• Data:
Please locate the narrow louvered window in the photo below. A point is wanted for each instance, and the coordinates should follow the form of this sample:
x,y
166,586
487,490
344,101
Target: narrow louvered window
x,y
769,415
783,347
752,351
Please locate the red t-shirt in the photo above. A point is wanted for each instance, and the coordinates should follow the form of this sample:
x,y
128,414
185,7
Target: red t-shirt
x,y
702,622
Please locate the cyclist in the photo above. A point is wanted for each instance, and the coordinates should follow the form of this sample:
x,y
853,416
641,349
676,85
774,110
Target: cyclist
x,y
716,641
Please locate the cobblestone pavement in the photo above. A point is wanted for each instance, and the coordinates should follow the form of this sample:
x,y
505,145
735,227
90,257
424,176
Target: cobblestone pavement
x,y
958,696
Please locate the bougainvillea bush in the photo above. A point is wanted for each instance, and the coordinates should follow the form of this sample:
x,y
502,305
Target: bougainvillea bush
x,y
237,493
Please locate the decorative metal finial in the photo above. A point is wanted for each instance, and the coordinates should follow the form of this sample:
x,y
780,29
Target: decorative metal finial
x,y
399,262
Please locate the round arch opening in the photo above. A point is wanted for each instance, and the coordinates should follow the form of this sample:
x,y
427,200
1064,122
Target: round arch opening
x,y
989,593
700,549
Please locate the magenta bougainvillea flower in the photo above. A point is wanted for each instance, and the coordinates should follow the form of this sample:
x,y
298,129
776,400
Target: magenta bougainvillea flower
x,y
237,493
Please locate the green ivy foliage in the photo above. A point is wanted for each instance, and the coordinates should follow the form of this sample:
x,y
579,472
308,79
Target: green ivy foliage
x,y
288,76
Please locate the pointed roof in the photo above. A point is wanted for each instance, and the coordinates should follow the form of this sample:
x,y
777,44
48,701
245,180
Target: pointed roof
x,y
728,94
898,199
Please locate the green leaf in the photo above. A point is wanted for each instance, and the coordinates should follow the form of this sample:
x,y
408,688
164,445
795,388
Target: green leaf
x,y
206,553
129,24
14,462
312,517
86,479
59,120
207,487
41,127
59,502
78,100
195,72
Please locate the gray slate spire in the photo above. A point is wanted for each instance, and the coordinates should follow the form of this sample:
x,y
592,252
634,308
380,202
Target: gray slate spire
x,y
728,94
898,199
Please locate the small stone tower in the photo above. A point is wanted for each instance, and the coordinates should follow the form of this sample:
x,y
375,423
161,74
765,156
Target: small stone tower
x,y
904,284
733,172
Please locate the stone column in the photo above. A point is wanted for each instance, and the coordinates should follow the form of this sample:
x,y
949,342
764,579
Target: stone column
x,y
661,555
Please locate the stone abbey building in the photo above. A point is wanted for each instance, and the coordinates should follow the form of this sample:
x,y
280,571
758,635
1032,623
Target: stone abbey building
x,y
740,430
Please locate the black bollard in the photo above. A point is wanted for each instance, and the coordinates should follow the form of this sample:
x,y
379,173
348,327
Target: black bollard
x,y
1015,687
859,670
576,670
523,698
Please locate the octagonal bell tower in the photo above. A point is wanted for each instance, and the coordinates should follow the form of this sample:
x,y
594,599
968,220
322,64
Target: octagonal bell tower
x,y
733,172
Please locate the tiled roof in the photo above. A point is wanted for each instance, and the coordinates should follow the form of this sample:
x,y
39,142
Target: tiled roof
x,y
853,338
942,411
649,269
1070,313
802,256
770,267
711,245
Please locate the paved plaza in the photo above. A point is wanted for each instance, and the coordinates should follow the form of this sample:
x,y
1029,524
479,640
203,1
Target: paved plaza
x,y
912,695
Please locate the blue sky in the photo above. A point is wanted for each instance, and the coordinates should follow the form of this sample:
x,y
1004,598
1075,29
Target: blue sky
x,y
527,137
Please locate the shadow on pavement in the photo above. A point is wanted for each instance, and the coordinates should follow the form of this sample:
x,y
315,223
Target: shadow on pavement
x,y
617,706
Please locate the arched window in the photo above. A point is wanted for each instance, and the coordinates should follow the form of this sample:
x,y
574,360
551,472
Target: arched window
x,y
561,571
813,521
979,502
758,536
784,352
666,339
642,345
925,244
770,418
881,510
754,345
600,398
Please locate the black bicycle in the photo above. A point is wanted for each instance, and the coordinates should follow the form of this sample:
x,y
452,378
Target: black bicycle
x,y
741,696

• Task description: Each line of the listing is to be repeated exactly.

• Finished exercise:
Please locate the narrow louvered window in the photo below. A point is wanted for each instance, and the coordinates should follow the form of this sample:
x,y
166,586
487,490
344,101
Target: narrow louvered window
x,y
769,415
783,347
752,351
Please locate the red t-shirt in the photo above. A point is wanted for each instance, and the coordinates should follow the form of this sample:
x,y
128,414
185,7
Target: red t-shirt
x,y
702,622
Please locate the cyclist in the photo above. A point is wanted for each instance, and the coordinates should follow the form of this sample:
x,y
853,416
641,349
676,85
774,110
Target: cyclist
x,y
716,641
Please locate the cobblestone pavement in the photo above. A point is wanted for each instance, and the coordinates should follow the form of this sample:
x,y
505,145
735,227
90,257
424,176
Target: cobblestone pavement
x,y
958,696
Please locate the bougainvillea bush in the photo above. A point is wanted for each instance, and the coordinates should follow the form of this sample:
x,y
502,305
Target: bougainvillea bush
x,y
237,493
Please locate the decorative metal finial in the photo above. A point is wanted for each instance, and the coordinates should follow the form of this sample:
x,y
780,29
Target: decorative metal finial
x,y
399,262
Please locate the round arch opening in the photo above. A point is wanted for each instance, and the coordinates should follow the form of this sample:
x,y
427,200
1064,122
Target: round arch opening
x,y
989,593
700,549
Please locate the magenta bougainvillea flower in the photo above. A point is wanted for each instance, and the coordinates should follow the form of this sample:
x,y
298,129
776,400
Target: magenta bougainvillea flower
x,y
237,493
Please locate the green ivy foliage in the photo above. A point is wanted for each instance, and the coordinates should follow the form of this sample:
x,y
579,472
308,79
Target: green ivy foliage
x,y
288,76
Please locate the pointed roof in the photo above. A point is wanted for each instance, and the coordinates should follow the form of this sample:
x,y
777,44
48,701
245,180
Target: pointed roof
x,y
728,94
898,199
Please locate the green leaf in the photo above. A point is wanted for each instance, and the coordinates should follow the form of this sample:
x,y
408,688
164,445
795,388
Target: green leaf
x,y
206,553
129,24
14,462
312,517
86,479
59,120
207,487
41,127
59,502
78,100
195,72
Please locate the gray slate spire in the photo above. A point is wanted for each instance, and the coordinates should follow the form of this sample:
x,y
592,252
634,308
380,202
Target: gray slate spire
x,y
728,94
898,199
Please locate the small stone tower in the photo above. A point is wanted for each instance, and the coordinates should follow the form of this sample:
x,y
375,423
161,74
765,156
Target: small stone tower
x,y
904,284
733,172
Please locate the stone column in the photo above. A point is wanted for each instance, and the coordinates should follow the form of this sample:
x,y
949,342
764,579
Target: stone column
x,y
661,555
Please locate the stone abbey building in the photo above. A point is wanted for each instance, and the coordinates should follow the form of this sample:
x,y
280,571
758,635
1032,623
Target: stone abbey building
x,y
740,430
Please locate the black bollard in the photo above. A point is wanted for each instance, and the coordinates should follow the form of this sample:
x,y
379,173
348,327
Target: black bollard
x,y
1015,687
859,670
576,670
523,698
Please locate the octagonal bell tower in the photo above. A point is wanted for each instance, and the coordinates should follow the form of this sample:
x,y
594,599
968,220
322,64
Target: octagonal bell tower
x,y
733,172
Please locate the tiled roof in the photo above. A point is wanted for each instance, and the coordinates should follow the form of this sample:
x,y
39,142
Target: tiled roof
x,y
853,338
942,411
649,269
1070,313
802,256
770,267
711,245
Please locate the paved plaza in the photo above. A point is wanted for each instance, and the coordinates should follow the form of this sample:
x,y
1029,524
479,640
203,1
Target: paved plaza
x,y
912,695
Please locate the blue sky in the photo above. A point is wanted for each instance, and the coordinates should follow the form of this sample:
x,y
1004,598
1075,29
Target: blue sky
x,y
527,137
Please locate the shadow on pavement in the photo above. A point is wanted for each instance, and the coordinates should follow the form of this sample:
x,y
315,223
Target: shadow on pavement
x,y
617,706
Please locate the arched window in the photo above. A point is wanted for each instance, and the coordinates should follow the form of this sample:
x,y
574,360
551,472
Target: arched window
x,y
561,571
813,521
979,502
758,536
784,352
666,339
642,345
925,244
770,418
881,510
754,345
600,398
Please locate the black bicycle in the photo above. A point is wanted for each instance, and the coordinates should follow the form of this sample:
x,y
452,378
Target: black bicycle
x,y
741,696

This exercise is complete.